### Data for the task

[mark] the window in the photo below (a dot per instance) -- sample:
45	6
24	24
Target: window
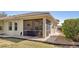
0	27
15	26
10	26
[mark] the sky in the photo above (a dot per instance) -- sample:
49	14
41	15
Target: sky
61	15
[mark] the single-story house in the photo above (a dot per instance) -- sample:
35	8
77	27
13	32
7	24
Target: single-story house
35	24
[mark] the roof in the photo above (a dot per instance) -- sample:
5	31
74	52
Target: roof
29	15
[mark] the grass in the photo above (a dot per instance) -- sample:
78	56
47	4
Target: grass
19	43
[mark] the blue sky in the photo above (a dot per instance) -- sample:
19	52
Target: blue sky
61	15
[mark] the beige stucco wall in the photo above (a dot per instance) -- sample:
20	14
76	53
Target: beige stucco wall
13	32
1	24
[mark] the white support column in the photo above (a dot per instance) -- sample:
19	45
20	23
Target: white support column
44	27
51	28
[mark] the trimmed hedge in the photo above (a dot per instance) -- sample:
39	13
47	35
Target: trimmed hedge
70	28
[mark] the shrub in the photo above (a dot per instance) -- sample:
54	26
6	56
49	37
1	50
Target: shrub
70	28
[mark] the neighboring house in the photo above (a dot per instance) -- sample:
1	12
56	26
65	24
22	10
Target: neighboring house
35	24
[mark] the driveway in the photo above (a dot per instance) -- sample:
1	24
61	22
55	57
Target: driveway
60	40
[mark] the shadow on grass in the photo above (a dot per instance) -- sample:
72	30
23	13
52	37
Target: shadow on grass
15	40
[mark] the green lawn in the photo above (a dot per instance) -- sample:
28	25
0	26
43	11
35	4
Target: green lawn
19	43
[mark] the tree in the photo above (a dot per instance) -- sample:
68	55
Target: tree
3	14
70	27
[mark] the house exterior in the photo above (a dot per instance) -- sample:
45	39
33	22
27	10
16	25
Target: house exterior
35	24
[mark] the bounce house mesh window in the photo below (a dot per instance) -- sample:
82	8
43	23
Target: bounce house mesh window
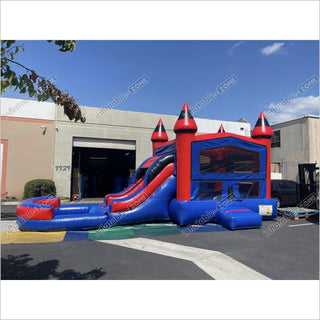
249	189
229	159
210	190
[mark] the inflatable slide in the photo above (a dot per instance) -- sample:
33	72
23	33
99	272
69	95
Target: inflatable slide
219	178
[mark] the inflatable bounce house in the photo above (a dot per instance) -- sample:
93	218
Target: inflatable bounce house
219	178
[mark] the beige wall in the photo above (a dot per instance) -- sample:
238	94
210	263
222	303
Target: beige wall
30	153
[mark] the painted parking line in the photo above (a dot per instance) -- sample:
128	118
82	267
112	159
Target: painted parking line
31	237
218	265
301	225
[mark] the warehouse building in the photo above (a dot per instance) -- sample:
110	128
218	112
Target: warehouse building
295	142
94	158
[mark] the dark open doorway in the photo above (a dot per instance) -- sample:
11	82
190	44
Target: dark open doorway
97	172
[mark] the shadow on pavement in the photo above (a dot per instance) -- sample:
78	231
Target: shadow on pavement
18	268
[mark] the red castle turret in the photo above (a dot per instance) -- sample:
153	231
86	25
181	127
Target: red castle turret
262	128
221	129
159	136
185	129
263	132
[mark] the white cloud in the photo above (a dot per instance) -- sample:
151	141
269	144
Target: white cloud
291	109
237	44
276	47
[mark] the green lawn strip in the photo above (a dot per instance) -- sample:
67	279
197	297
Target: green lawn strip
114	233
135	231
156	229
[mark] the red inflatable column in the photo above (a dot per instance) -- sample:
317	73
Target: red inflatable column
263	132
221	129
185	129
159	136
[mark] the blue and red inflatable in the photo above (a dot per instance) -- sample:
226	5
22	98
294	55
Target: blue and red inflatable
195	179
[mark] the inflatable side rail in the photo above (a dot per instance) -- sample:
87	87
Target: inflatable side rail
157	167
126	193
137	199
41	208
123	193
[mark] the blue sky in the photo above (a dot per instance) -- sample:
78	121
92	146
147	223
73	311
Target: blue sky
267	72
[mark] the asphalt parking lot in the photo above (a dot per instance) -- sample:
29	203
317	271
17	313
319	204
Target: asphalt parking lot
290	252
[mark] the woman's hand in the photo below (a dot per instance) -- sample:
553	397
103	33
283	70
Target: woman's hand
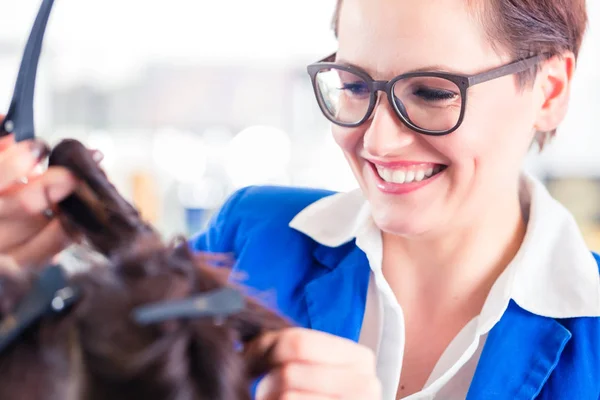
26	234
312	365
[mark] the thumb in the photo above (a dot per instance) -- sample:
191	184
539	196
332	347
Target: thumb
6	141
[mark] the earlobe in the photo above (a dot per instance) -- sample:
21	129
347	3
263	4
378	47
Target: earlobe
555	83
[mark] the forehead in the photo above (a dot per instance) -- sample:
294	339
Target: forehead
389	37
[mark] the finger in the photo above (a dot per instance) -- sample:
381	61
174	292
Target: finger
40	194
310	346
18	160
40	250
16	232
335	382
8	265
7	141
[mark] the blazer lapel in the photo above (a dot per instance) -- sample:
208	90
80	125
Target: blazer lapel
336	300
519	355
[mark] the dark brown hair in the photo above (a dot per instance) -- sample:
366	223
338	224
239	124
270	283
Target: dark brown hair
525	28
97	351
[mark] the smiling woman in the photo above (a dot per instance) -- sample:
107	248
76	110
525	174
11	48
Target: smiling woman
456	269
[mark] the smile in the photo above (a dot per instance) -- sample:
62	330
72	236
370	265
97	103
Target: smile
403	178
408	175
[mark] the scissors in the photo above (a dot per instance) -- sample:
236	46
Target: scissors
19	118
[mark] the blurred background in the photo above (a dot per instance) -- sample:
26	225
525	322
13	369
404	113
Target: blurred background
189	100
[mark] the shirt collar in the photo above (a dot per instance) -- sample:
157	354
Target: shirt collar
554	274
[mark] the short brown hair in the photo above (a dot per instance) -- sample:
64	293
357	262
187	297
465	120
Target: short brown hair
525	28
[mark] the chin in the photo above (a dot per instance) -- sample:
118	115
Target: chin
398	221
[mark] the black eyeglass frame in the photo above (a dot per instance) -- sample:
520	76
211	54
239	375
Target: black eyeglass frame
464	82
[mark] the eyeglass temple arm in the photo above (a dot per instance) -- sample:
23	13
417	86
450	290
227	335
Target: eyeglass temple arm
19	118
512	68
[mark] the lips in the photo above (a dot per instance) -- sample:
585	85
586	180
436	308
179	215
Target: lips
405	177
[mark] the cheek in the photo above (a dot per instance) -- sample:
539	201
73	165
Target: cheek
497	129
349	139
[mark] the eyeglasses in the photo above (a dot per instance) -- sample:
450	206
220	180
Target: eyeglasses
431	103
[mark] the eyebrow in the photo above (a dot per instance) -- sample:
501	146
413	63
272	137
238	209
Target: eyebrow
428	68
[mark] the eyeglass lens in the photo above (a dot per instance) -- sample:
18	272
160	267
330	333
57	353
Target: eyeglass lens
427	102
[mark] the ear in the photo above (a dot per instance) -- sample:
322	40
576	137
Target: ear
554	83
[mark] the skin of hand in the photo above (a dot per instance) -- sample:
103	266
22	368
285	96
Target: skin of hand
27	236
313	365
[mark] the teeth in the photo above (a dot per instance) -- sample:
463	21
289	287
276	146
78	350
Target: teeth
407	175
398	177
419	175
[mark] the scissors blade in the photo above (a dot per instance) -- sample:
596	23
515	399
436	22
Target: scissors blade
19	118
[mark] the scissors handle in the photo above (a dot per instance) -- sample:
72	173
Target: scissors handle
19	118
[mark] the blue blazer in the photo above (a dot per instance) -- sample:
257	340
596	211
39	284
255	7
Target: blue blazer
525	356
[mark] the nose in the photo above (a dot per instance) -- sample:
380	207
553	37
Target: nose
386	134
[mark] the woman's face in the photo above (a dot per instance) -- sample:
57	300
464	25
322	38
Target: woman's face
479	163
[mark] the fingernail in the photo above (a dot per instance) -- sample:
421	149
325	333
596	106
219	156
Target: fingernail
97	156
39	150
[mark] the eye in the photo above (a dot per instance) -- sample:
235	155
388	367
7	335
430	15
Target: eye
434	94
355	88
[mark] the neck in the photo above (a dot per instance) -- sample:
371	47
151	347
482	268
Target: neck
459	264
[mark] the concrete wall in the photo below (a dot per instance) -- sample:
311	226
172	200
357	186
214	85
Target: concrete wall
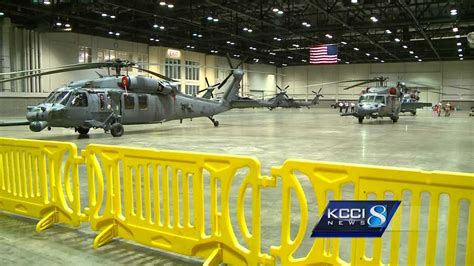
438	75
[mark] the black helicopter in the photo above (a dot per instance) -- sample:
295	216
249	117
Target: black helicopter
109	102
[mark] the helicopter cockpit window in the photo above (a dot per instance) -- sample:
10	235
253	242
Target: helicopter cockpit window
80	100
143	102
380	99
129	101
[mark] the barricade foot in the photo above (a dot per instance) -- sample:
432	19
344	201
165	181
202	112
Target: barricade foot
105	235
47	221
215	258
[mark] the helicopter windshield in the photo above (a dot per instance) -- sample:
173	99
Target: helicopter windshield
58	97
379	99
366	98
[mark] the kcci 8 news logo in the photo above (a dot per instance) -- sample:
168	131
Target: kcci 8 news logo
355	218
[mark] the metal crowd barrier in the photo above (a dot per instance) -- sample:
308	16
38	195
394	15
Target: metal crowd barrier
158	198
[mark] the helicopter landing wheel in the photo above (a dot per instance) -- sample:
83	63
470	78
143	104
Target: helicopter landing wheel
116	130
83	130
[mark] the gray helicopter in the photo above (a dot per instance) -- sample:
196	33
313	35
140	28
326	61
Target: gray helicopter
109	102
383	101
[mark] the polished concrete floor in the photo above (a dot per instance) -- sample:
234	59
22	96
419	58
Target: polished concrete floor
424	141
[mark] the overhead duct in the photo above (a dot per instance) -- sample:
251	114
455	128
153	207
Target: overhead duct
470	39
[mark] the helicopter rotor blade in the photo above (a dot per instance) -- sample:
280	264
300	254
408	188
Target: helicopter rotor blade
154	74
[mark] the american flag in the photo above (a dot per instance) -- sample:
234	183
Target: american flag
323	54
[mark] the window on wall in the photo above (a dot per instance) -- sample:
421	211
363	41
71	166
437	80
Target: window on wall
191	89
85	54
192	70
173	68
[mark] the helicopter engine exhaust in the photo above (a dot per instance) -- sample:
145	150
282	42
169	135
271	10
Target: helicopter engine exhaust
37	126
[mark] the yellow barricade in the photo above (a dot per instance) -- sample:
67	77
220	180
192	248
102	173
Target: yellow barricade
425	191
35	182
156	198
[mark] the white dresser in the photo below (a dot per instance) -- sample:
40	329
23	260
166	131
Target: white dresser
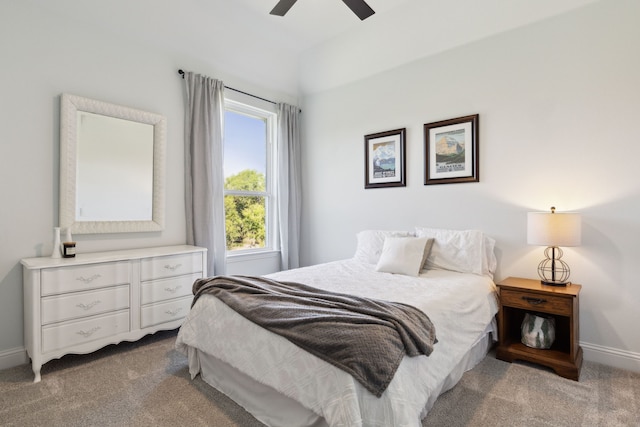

######

### Task to carry out
Rewrite the rows from the line with "[mark] the metal" through the end of the rows, substituting "aircraft" for every "helicopter" and leaving everything else unchanged. Leave the pictures out.

### Correct answer
[mark] the metal crowd barrier in the photo above (a dot per instance) -- sample:
308	16
38	195
394	15
Target: metal crowd barrier
158	198
[mark] the aircraft landing wheel in the photo above (a dot per instance) -- sample:
83	63
470	78
143	104
Target: aircraft landing wheel
116	130
83	130
[mark] the gray aircraft in the photo above (a dot per instance) -- sample:
196	33
313	35
140	28
326	61
Target: gray aircraft
109	102
383	101
[mark] the polished concrete floor in the photo above (a dot per instance) -- sample:
234	59
22	96
419	58
Target: polished concrete floor
424	141
[mark] the overhead duct in the photo above (a dot per instance) -- sample:
251	114
455	128
153	207
Target: overhead duct
470	39
[mark] the aircraft rotor blade in the photo above (a dot per instance) -- sample:
280	264
300	254
408	188
Target: aircraft rotor blade
154	74
[mark] the american flag in the photo above (a dot per instance) -- sample:
234	183
Target: american flag
323	54
[mark] the window on wall in the photo above (a dot per instance) -- sample:
421	211
363	41
71	166
437	80
Target: window on wall
191	89
85	54
192	70
173	68
[mark] the aircraft engine exhaust in the photo above (a dot per instance) -- sample:
145	150
282	42
169	135
271	10
Target: aircraft engine exhaust
37	126
[mark] the yellow barricade in the photo above (a dot per instance) -- sample:
67	77
220	180
192	248
102	173
Target: yellow barricade
425	191
35	182
156	198
[mark] the white dresser in the photo below (a dot per instance) -- sample:
40	329
23	260
166	131
Target: white dresser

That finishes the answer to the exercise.